• _Directions_: Reproduce the material below verbatim, leaving out the pictures.

• _Records to use_:

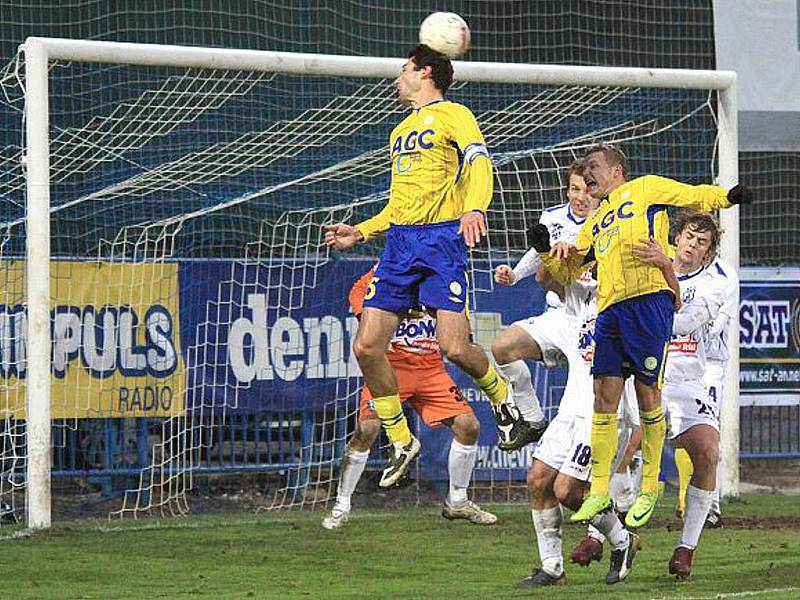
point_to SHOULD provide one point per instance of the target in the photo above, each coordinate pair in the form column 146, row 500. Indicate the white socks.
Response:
column 547, row 524
column 460, row 463
column 524, row 395
column 352, row 468
column 611, row 527
column 694, row 517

• _Final result_:
point_to SHOULD provide one point per instance of the target in the photo above, each coordinate pair in the form column 146, row 500. Indicate the white socks.
Response:
column 547, row 524
column 460, row 463
column 524, row 395
column 352, row 468
column 611, row 527
column 694, row 517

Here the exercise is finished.